__EXERCISE BRIEF__. Whenever the string "street" appears in a line below, please copy the line out.
···
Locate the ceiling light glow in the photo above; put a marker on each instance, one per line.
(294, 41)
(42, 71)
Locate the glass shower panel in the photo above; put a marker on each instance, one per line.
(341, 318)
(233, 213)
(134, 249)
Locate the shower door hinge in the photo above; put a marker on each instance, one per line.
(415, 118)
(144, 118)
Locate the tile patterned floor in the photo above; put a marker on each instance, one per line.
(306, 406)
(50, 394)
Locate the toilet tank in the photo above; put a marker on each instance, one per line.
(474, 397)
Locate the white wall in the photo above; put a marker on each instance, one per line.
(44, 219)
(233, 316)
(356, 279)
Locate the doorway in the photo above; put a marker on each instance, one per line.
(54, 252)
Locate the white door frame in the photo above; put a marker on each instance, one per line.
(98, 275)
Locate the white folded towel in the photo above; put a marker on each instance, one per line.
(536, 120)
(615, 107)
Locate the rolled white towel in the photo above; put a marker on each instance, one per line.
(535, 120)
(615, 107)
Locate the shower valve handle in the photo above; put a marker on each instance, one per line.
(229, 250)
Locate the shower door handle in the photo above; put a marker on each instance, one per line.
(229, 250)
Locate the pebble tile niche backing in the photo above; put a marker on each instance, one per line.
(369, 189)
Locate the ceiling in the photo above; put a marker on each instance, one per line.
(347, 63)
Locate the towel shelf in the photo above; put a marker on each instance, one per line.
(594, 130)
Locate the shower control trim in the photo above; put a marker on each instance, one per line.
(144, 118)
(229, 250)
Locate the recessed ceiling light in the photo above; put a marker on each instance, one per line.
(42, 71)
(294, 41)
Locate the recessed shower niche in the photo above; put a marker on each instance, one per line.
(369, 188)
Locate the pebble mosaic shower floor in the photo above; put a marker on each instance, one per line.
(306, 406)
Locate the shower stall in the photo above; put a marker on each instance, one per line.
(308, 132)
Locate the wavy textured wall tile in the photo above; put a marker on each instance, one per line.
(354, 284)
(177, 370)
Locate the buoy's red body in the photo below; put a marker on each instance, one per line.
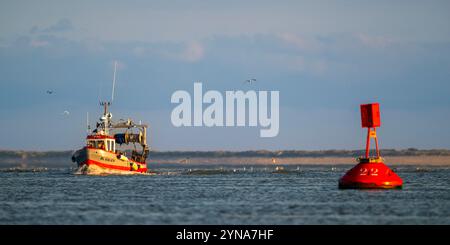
(370, 175)
(370, 172)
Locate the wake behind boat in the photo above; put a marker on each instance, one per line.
(101, 154)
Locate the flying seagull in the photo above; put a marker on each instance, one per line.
(250, 81)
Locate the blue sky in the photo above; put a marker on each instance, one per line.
(325, 58)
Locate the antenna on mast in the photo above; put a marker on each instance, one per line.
(114, 80)
(88, 127)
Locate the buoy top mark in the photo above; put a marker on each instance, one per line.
(370, 115)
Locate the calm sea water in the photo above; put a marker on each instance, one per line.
(299, 195)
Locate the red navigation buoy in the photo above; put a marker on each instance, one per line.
(370, 172)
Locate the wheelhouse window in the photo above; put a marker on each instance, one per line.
(108, 145)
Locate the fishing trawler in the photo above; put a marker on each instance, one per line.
(101, 154)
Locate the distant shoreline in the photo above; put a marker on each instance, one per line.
(411, 156)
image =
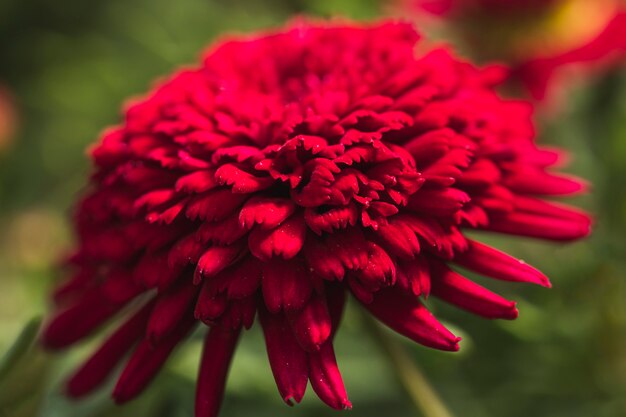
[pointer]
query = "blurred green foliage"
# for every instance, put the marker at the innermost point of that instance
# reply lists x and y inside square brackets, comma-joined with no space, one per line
[71,64]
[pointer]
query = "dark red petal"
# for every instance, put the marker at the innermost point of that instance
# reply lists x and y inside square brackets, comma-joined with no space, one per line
[326,379]
[197,182]
[267,212]
[241,181]
[543,183]
[145,363]
[102,362]
[78,320]
[225,232]
[214,260]
[214,205]
[244,278]
[169,310]
[336,296]
[405,314]
[439,202]
[533,225]
[288,360]
[219,347]
[380,269]
[493,263]
[286,285]
[210,305]
[414,276]
[463,293]
[399,239]
[312,324]
[285,240]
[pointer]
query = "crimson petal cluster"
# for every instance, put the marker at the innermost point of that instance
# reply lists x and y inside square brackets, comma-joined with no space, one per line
[286,171]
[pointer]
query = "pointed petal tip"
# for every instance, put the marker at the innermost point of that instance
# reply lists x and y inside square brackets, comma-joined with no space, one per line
[346,404]
[292,399]
[455,345]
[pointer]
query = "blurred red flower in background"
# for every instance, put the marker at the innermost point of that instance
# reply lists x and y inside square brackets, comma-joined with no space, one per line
[286,171]
[542,39]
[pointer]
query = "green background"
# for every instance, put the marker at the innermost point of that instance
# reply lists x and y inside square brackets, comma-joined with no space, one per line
[71,64]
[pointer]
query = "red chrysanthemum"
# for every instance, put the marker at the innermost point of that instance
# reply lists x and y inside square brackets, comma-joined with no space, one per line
[286,171]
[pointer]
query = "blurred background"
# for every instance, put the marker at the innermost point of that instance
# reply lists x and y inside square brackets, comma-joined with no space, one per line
[65,70]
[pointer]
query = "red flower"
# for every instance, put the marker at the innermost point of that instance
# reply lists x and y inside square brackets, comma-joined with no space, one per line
[286,171]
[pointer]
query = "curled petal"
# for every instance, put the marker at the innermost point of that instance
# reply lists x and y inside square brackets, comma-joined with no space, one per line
[285,240]
[439,202]
[219,347]
[102,363]
[326,379]
[266,212]
[288,360]
[312,324]
[214,260]
[197,182]
[463,293]
[533,225]
[286,285]
[214,205]
[79,320]
[405,314]
[146,361]
[542,183]
[241,181]
[169,310]
[398,238]
[491,262]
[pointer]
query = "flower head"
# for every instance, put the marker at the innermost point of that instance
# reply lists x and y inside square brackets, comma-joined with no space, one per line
[286,171]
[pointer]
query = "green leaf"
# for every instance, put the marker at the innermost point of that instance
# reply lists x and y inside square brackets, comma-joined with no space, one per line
[19,348]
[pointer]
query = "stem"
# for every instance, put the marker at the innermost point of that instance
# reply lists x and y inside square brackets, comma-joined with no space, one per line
[421,393]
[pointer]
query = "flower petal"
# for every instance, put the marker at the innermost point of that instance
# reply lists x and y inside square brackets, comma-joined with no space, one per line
[219,347]
[405,314]
[288,360]
[463,293]
[326,379]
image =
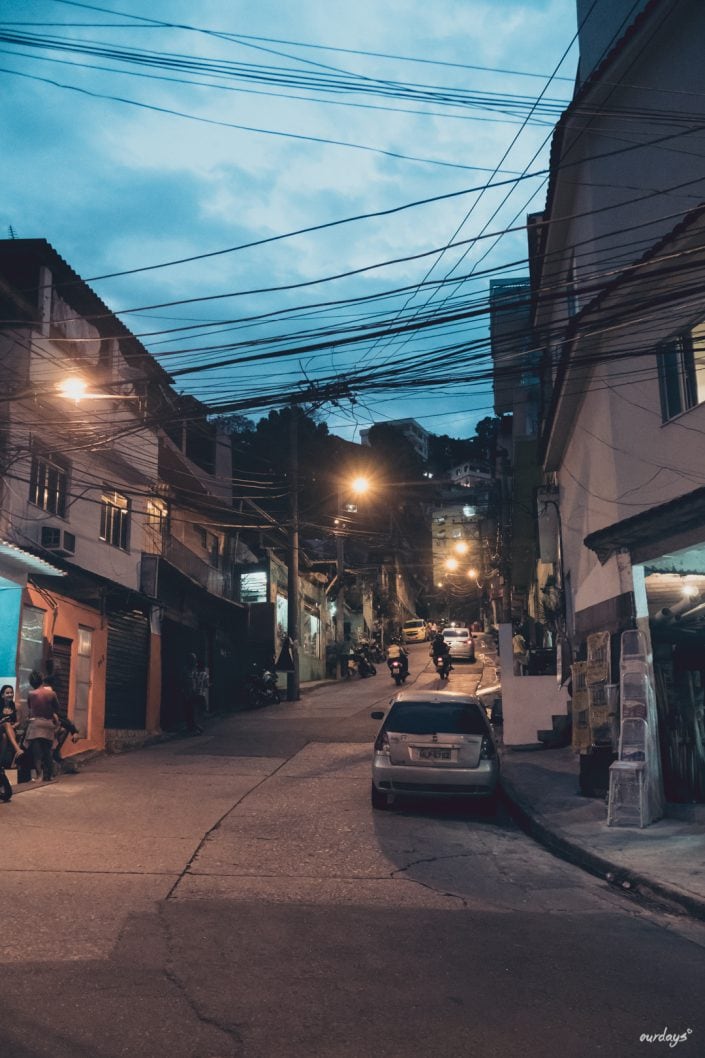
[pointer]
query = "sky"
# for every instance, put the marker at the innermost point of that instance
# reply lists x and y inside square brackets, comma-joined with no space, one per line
[221,134]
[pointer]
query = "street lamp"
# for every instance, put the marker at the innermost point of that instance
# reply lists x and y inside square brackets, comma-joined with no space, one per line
[73,388]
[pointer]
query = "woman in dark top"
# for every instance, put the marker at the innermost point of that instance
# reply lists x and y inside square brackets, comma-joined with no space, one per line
[43,713]
[10,749]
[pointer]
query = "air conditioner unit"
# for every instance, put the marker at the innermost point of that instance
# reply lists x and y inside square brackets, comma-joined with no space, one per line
[58,541]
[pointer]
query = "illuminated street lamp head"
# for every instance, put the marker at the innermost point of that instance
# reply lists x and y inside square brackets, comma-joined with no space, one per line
[360,485]
[73,388]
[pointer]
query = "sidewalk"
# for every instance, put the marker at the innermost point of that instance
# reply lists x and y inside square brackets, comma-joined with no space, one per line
[665,860]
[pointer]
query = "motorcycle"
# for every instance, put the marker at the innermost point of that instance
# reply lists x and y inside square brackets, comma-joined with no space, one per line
[260,688]
[375,651]
[441,661]
[397,671]
[363,662]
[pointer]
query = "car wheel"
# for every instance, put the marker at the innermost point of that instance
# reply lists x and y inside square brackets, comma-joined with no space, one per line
[488,806]
[379,799]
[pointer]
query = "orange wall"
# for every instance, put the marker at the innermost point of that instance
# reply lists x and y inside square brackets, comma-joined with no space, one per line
[65,621]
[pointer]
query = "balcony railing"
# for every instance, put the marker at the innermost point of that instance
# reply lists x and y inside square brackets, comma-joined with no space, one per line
[220,582]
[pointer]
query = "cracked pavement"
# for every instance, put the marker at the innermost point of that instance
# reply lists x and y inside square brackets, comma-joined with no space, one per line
[235,895]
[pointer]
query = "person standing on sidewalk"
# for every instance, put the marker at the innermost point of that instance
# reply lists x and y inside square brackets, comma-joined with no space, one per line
[10,746]
[190,694]
[43,712]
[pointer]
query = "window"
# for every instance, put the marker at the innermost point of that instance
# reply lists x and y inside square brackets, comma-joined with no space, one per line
[253,586]
[310,635]
[157,516]
[48,485]
[682,372]
[419,717]
[572,301]
[212,545]
[114,518]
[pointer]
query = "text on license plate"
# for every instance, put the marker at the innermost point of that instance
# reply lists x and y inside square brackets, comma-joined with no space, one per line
[435,754]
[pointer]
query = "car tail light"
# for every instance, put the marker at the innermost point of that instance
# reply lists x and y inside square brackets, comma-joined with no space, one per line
[382,743]
[487,750]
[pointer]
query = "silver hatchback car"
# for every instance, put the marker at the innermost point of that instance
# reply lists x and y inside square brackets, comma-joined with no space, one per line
[459,642]
[435,743]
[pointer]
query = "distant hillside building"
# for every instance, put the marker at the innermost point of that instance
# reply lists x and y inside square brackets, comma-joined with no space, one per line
[416,435]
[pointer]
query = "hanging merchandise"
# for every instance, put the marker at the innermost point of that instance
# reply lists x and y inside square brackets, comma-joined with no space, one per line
[581,739]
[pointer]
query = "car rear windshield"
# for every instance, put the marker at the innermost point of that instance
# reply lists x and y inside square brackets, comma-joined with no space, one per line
···
__WRITTEN RESPONSE__.
query = "street lamp"
query = "illuminated street lamp head"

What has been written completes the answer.